[START OF Listed entries]

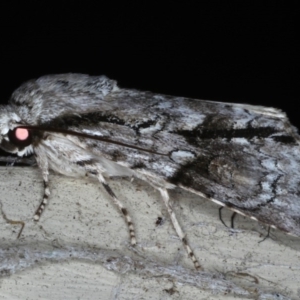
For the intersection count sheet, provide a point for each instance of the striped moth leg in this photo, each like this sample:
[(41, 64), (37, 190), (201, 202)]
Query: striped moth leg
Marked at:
[(165, 195), (122, 209)]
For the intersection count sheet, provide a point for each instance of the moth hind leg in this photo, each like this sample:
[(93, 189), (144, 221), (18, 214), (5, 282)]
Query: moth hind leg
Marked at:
[(177, 227), (121, 207)]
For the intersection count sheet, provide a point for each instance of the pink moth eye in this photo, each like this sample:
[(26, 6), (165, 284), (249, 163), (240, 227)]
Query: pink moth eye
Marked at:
[(21, 134)]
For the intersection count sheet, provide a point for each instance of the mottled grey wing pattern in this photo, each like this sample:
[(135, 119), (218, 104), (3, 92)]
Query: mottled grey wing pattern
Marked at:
[(241, 156)]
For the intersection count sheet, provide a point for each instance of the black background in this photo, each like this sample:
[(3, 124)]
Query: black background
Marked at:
[(226, 51)]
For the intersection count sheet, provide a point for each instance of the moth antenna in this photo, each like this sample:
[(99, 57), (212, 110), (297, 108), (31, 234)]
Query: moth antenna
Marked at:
[(177, 227), (122, 209)]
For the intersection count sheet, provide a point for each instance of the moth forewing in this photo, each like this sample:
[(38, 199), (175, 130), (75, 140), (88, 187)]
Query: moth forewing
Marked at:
[(240, 156)]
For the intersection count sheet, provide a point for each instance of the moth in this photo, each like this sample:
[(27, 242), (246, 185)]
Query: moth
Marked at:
[(240, 156)]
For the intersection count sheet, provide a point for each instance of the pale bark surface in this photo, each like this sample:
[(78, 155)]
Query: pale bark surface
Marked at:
[(80, 248)]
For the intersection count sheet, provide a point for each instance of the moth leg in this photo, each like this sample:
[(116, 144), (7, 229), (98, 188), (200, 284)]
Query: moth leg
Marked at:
[(177, 227), (122, 209), (232, 218), (44, 202)]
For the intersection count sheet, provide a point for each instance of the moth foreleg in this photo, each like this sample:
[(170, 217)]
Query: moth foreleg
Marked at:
[(121, 208), (177, 227), (44, 202)]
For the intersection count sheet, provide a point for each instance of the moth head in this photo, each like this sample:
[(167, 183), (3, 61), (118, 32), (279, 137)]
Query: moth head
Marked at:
[(14, 139)]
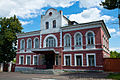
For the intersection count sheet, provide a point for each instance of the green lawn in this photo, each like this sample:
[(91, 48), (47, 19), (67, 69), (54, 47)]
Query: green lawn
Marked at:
[(114, 76)]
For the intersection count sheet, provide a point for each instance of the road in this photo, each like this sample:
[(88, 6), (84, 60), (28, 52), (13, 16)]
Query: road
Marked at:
[(65, 76)]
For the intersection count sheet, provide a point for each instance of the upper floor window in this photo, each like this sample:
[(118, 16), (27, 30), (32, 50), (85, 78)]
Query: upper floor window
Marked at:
[(21, 59), (29, 43), (91, 60), (50, 42), (22, 44), (67, 42), (47, 25), (36, 43), (78, 39), (54, 24), (90, 38)]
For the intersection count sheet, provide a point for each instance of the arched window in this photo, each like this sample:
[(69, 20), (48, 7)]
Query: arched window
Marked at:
[(47, 25), (67, 41), (90, 38), (54, 24), (29, 44), (22, 44), (78, 40), (50, 42), (36, 43)]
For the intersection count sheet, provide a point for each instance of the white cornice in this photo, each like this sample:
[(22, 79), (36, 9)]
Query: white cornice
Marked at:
[(28, 35)]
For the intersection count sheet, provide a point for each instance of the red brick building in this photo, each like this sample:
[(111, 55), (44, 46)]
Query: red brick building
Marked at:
[(63, 44)]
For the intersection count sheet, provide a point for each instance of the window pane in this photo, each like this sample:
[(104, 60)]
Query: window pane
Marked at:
[(54, 24), (35, 60), (91, 60), (22, 44), (50, 42), (78, 40), (21, 58), (67, 39), (90, 38), (36, 43), (56, 59), (28, 60), (79, 60), (47, 25), (29, 44)]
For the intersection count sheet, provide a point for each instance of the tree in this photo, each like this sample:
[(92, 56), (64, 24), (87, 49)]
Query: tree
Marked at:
[(9, 27), (114, 54)]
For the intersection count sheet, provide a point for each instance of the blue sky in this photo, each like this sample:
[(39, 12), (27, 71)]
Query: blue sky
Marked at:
[(82, 11)]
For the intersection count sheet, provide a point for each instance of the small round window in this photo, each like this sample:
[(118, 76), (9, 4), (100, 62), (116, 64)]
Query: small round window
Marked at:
[(50, 14)]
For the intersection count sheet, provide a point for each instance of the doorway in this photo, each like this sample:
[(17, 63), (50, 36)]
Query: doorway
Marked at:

[END OF Listed entries]

→ **Task details**: Update the rows above by replacing "intersection count sheet" with "crossing tally sheet" throughout, keeping everything else unchanged. Leave the pictures out of your answer.

→ **Reply to the task**:
For the crossing tally sheet, provide a point for each instance of the striped moth leg in this photo, each like this sample:
[(41, 64), (37, 190), (201, 202)]
Query: striped moth leg
Marked at:
[(165, 195), (122, 209)]
For the crossing tally sheet, provide a point for each instance of the moth hind leg in this photo, each like this sample:
[(93, 189), (144, 221), (18, 214), (5, 282)]
Query: moth hind leg
Marked at:
[(177, 227), (121, 207)]
For the crossing tally sheet, provide a point for each instance of the pink moth eye in this photo, each like this sample:
[(26, 6), (165, 284), (249, 163), (240, 227)]
Query: pink moth eye
Marked at:
[(21, 134)]
For the crossing tally sheet, provide a point for each instance of the mottled grey wing pattern in this photo, each like this sample:
[(135, 119), (218, 104), (3, 92)]
Query: mottled grey wing pattern
Marked at:
[(241, 156)]
For the crossing tally sheet, provide a point for each instance of the black background in this photo, each like this sample:
[(3, 124)]
Query: black background
Marked at:
[(226, 51)]
For the crossing tally sheet, provide a point for each instance of the moth antenna in this photo, each like this sample:
[(99, 57), (212, 110), (297, 108), (31, 234)]
Query: moth antenna
Marked at:
[(177, 227), (122, 209)]
For the crossing tally sheet, provide a point for each instance of the moth forewing in this photo, each like this sample:
[(38, 199), (175, 130), (75, 140), (88, 187)]
Query: moth forewing
Marked at:
[(240, 156)]
For the crossing tally sheet, provide a point for each instance of the moth in this photo, each like this sample:
[(27, 242), (246, 185)]
Query: moth
Marked at:
[(240, 156)]
For the crossing tally sheet, provide a point for each instance of the pale bark surface in this photo, each like this sample:
[(78, 155)]
Query: pale bark surface
Marked at:
[(80, 248)]
For the crossing tally sheet, provide a point for each instance of the moth leg in this photo, each like this sample:
[(116, 144), (7, 229), (98, 188), (200, 284)]
Query: moth leg
Marked at:
[(177, 227), (122, 209), (232, 218), (44, 202)]
For the crossing tally sheet, provide a point for each instance of the moth foreleg in this photo, each like this sample:
[(170, 217)]
Query: moth foreleg
Marked at:
[(121, 208), (177, 227), (44, 202)]
For the crossing tally sheet, provide a point for each instance of the moth head in this photo, each like this sample:
[(167, 183), (3, 61), (118, 32), (279, 137)]
Query: moth head
Marked at:
[(14, 139)]
For the crossing tally sheet, provide a point for each instance of the green lawn in this photo, each like this sample:
[(91, 48), (47, 19), (67, 69), (54, 47)]
Query: green lawn
Marked at:
[(114, 76)]
For the crossing tally sheet, provide a point for each instance of the road in this photo, each like this sample:
[(88, 6), (84, 60), (28, 52), (13, 16)]
Query: road
Marked at:
[(65, 76)]
For the crossing tally sheet, provide a point for each instance of the upper floor window in this photo, each like this sample:
[(118, 16), (27, 30), (32, 50), (85, 78)]
Query: upper floor window
Marked at:
[(21, 59), (29, 43), (91, 60), (50, 42), (22, 44), (67, 42), (47, 25), (36, 43), (78, 39), (54, 24), (90, 38)]
For the crossing tally sheet, provide a point for each instance of the arched window in this photo, each like this sample:
[(69, 20), (48, 7)]
Query: arched window
Marked at:
[(47, 25), (67, 41), (90, 38), (54, 24), (29, 44), (22, 44), (78, 40), (50, 42), (36, 43)]
For the crossing tally sheet, provide a point for each instance of the white cornice in this photo, each like this sample:
[(22, 79), (36, 9)]
Query: white cornice
Marked at:
[(28, 35)]
For the crossing tally sheet, provide a point for each instance of the red brick building in this photo, each like this sample:
[(111, 55), (44, 46)]
Query: red brick building
Marked at:
[(63, 44)]
For the crossing tally sheet, provide a point for each instance of the window pane in this photo, each like this sample:
[(104, 60)]
Query: window pane
Marked at:
[(54, 24), (35, 60), (91, 60), (22, 44), (50, 42), (78, 40), (21, 58), (67, 39), (90, 38), (36, 43), (56, 59), (28, 60), (79, 60), (47, 25), (29, 44)]
For the crossing tally sheet, provide a point for each instance of the tree in this photo, each like this sample:
[(92, 56), (64, 24), (87, 49)]
Query: tree
Marked at:
[(9, 27), (114, 54)]
For the crossing tally sheet, provide a point for each instance of the blue sky in this photo, each like this sample:
[(39, 12), (27, 71)]
Query: blue sky
Marked at:
[(82, 11)]
For the crossing tally sheet, provide a point for each instance of the small round window in this photo, each like this sample:
[(118, 76), (9, 4), (100, 62), (116, 64)]
Query: small round window
Marked at:
[(50, 14)]
For the crossing tally sheet, provide a point for each instance of the doorway in this photo, each like this sample:
[(17, 63), (50, 36)]
Query: doorway
Marked at:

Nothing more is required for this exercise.